*Okuma parçası:*
Sincar bölgesinden olan yedi çocuk annesi 31 yaşındaki Fehime, Şubat 2016'da IŞİD esaretinden kaçtı. Fakat iki kızı, 12 yaşındaki Nadya ve üç yaşındaki Nurin, Fehime'nin üç kız kardeşi, babası, erkek kardeşi ve dört yeğeni ile birlikte hala IŞİD'in elinde.
Fehime, kaçırılmadan önce kızı Nadya'nın nasıl korku içinde yaşadığını Uluslararası Af Örgütü'ne anlattı: "Nadya IŞİD'in kızları kaçırdığını biliyordu, bana defalarca "anne eğer beni alırlarsa kendimi öldürürüm" demişti."
Uluslararası Af Örgütü'ne konuşan hayatta kalanlar, ciddi depresyon ve öfke gibi nöbetleri geçirdiğini ve pek çoğu intihara meyilli olduğunu söyledi. Bazıları esaret sırasında veya kaçmalarının ardından intihara teşebbüs etmiş.
Sincar'ın batısındaki Tel Kasap köyünden olan altı çocuk annesi Şirin, 3 Ağustos 2014'te yaşları beş ile 11 arasında değişen beş çocuğuyla birlikte Solak'ta kaçırıldı. 13 yaşındaki kızı ise IŞİD esaretinden kaçtıktan sonra intihar etti.

*Alıştırma yönergeleri:*
A) Okuma parçasında adıyla anılan tüm kişileri sıralayın.
B) IŞİD esaretini anlatan okuma parçasını son cümlesinden sonra sürdürün.

*Kayıtlı satırlar:*
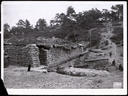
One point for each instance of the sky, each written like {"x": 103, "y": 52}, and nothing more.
{"x": 32, "y": 11}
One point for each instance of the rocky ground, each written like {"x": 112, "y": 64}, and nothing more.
{"x": 18, "y": 77}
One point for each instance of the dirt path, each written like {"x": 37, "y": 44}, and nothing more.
{"x": 23, "y": 79}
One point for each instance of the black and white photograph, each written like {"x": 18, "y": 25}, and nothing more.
{"x": 64, "y": 47}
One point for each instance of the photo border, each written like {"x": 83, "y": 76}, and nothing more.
{"x": 72, "y": 91}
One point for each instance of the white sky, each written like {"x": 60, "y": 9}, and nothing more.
{"x": 15, "y": 10}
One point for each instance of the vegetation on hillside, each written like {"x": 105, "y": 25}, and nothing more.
{"x": 71, "y": 26}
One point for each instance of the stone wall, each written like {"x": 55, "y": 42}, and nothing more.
{"x": 21, "y": 55}
{"x": 57, "y": 55}
{"x": 13, "y": 54}
{"x": 30, "y": 55}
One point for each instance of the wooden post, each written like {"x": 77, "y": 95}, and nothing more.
{"x": 29, "y": 67}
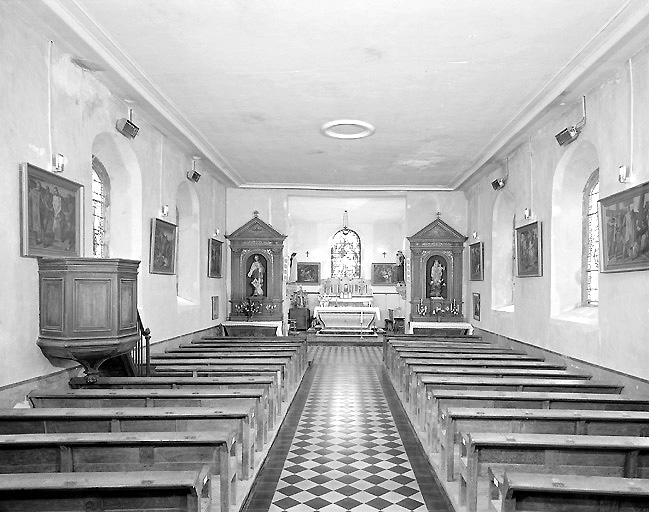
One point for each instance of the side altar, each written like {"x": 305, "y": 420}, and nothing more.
{"x": 257, "y": 271}
{"x": 345, "y": 308}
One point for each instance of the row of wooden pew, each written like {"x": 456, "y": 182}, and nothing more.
{"x": 188, "y": 438}
{"x": 507, "y": 431}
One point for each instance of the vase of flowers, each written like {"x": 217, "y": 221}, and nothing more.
{"x": 249, "y": 308}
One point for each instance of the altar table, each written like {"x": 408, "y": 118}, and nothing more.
{"x": 466, "y": 326}
{"x": 347, "y": 320}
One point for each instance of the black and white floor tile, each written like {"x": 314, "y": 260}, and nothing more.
{"x": 347, "y": 451}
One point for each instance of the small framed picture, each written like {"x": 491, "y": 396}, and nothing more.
{"x": 214, "y": 257}
{"x": 50, "y": 214}
{"x": 624, "y": 225}
{"x": 215, "y": 307}
{"x": 163, "y": 247}
{"x": 476, "y": 261}
{"x": 308, "y": 273}
{"x": 529, "y": 250}
{"x": 384, "y": 274}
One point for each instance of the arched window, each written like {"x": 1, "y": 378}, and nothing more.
{"x": 100, "y": 201}
{"x": 346, "y": 254}
{"x": 590, "y": 245}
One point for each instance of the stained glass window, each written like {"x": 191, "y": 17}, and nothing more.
{"x": 99, "y": 208}
{"x": 591, "y": 241}
{"x": 346, "y": 254}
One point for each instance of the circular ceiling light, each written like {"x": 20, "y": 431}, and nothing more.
{"x": 347, "y": 129}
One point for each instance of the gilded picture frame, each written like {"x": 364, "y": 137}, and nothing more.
{"x": 308, "y": 273}
{"x": 383, "y": 274}
{"x": 529, "y": 250}
{"x": 624, "y": 229}
{"x": 163, "y": 247}
{"x": 51, "y": 214}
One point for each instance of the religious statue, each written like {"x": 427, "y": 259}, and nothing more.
{"x": 256, "y": 272}
{"x": 399, "y": 268}
{"x": 436, "y": 279}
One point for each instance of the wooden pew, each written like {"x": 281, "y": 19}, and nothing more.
{"x": 275, "y": 371}
{"x": 133, "y": 451}
{"x": 438, "y": 400}
{"x": 299, "y": 352}
{"x": 230, "y": 381}
{"x": 144, "y": 397}
{"x": 171, "y": 491}
{"x": 459, "y": 420}
{"x": 401, "y": 374}
{"x": 394, "y": 353}
{"x": 241, "y": 416}
{"x": 290, "y": 371}
{"x": 428, "y": 383}
{"x": 618, "y": 456}
{"x": 568, "y": 493}
{"x": 419, "y": 371}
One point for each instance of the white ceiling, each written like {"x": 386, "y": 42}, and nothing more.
{"x": 449, "y": 86}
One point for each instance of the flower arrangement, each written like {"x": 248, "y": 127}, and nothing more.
{"x": 248, "y": 307}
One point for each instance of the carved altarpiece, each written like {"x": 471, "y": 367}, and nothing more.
{"x": 257, "y": 270}
{"x": 436, "y": 253}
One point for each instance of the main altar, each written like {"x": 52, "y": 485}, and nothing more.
{"x": 346, "y": 308}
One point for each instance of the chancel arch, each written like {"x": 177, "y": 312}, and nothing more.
{"x": 571, "y": 177}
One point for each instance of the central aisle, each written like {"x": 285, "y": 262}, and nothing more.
{"x": 347, "y": 453}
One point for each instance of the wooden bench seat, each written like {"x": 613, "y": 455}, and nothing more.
{"x": 617, "y": 456}
{"x": 288, "y": 366}
{"x": 460, "y": 420}
{"x": 144, "y": 397}
{"x": 171, "y": 491}
{"x": 299, "y": 352}
{"x": 241, "y": 416}
{"x": 568, "y": 493}
{"x": 429, "y": 383}
{"x": 229, "y": 370}
{"x": 133, "y": 451}
{"x": 439, "y": 400}
{"x": 416, "y": 372}
{"x": 401, "y": 372}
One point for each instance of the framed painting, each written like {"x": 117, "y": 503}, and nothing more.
{"x": 624, "y": 227}
{"x": 308, "y": 273}
{"x": 51, "y": 213}
{"x": 476, "y": 261}
{"x": 214, "y": 257}
{"x": 215, "y": 307}
{"x": 163, "y": 247}
{"x": 529, "y": 250}
{"x": 384, "y": 274}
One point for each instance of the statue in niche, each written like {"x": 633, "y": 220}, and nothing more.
{"x": 436, "y": 279}
{"x": 256, "y": 272}
{"x": 399, "y": 268}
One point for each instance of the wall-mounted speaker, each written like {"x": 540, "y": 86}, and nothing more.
{"x": 498, "y": 184}
{"x": 193, "y": 176}
{"x": 127, "y": 128}
{"x": 567, "y": 135}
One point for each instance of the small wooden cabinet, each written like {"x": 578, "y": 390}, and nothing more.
{"x": 302, "y": 317}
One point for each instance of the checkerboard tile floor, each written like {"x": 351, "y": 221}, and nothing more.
{"x": 346, "y": 453}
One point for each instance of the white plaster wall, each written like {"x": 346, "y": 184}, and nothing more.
{"x": 615, "y": 335}
{"x": 82, "y": 110}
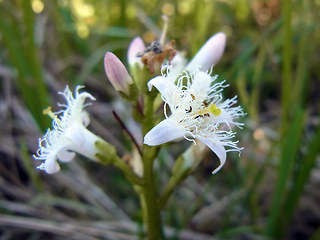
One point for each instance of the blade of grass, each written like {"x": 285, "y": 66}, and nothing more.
{"x": 303, "y": 175}
{"x": 254, "y": 99}
{"x": 286, "y": 65}
{"x": 289, "y": 148}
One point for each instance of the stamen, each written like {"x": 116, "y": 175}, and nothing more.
{"x": 214, "y": 110}
{"x": 164, "y": 30}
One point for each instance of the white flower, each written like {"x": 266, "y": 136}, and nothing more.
{"x": 197, "y": 112}
{"x": 69, "y": 133}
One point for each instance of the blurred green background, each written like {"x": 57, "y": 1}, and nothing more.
{"x": 271, "y": 62}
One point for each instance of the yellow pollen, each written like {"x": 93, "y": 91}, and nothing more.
{"x": 48, "y": 111}
{"x": 214, "y": 110}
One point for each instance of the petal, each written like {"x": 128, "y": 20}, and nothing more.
{"x": 167, "y": 130}
{"x": 50, "y": 165}
{"x": 136, "y": 46}
{"x": 217, "y": 147}
{"x": 160, "y": 83}
{"x": 209, "y": 54}
{"x": 201, "y": 82}
{"x": 66, "y": 156}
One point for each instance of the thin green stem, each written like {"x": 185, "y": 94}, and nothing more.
{"x": 286, "y": 64}
{"x": 107, "y": 155}
{"x": 153, "y": 219}
{"x": 149, "y": 190}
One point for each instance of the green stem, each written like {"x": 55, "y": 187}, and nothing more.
{"x": 153, "y": 219}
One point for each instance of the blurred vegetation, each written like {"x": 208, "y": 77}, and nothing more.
{"x": 271, "y": 62}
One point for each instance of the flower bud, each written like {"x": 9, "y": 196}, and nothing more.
{"x": 117, "y": 73}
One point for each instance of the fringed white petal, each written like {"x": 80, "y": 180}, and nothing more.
{"x": 50, "y": 165}
{"x": 217, "y": 147}
{"x": 136, "y": 46}
{"x": 162, "y": 84}
{"x": 65, "y": 155}
{"x": 201, "y": 82}
{"x": 167, "y": 130}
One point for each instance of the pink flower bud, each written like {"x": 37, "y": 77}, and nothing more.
{"x": 117, "y": 73}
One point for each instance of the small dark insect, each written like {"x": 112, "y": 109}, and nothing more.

*Alıştırma cevapları:*
A) Fehime, Nadya, Nurin, Şirin

B)
Şirin, "Tüm uluslardan IŞİD savaşçıları vardı. Avrupalı ve Arap, hatta Kürtleri bile gördüm… En büyük oğlumu (10) ve iki kızım Nermin (11) ile Seveh'i (17) de aldılar. Seveh bebeğiyle birlikte alındı" dedi.
Şirin'in Uluslararası Af Örgütü'ne konuşan kızı Seveh, Kasım 2015'te ailesine geri ‘satılana' kadar, Irak ve Suriye'deki altı farklı savaşçıya götürüldüğünü söyledi. Esaret sırasında defalarca tecavüze ve saldırıya uğradı ve kendisini kaçıran kişinin üç aylık bebeğini de dövdüğünü, periyodik olarak aç bıraktığını söyledi. Üç kez intihara teşebbüs etti, fakat kaçırılan diğer kişiler kendisine engel oldu.
Seveh yaşadığı acıların sonucu olarak ciddi fiziksel ve psikolojik acılar çekmeye devam ediyor ve kaçırılmasından sonra intihar eden kız kardeşi ile kayıp akrabalarının akıbeti nedeniyle endişeli.
Kardeşi Nermin esaret sırasında yaşadıkları nedeniyle perişan haldeydi ve Duhok vilayetinin Zaho kentinde yaşadıkları, yerlerinden edilmiş insanlar için kurulan bir kampta kendisini bir kabine kilitledikten sonra vücudunu ateşe verdi. Nermin hastaneye yetiştirildi fakat üç gün sonra hayatını kaybetti.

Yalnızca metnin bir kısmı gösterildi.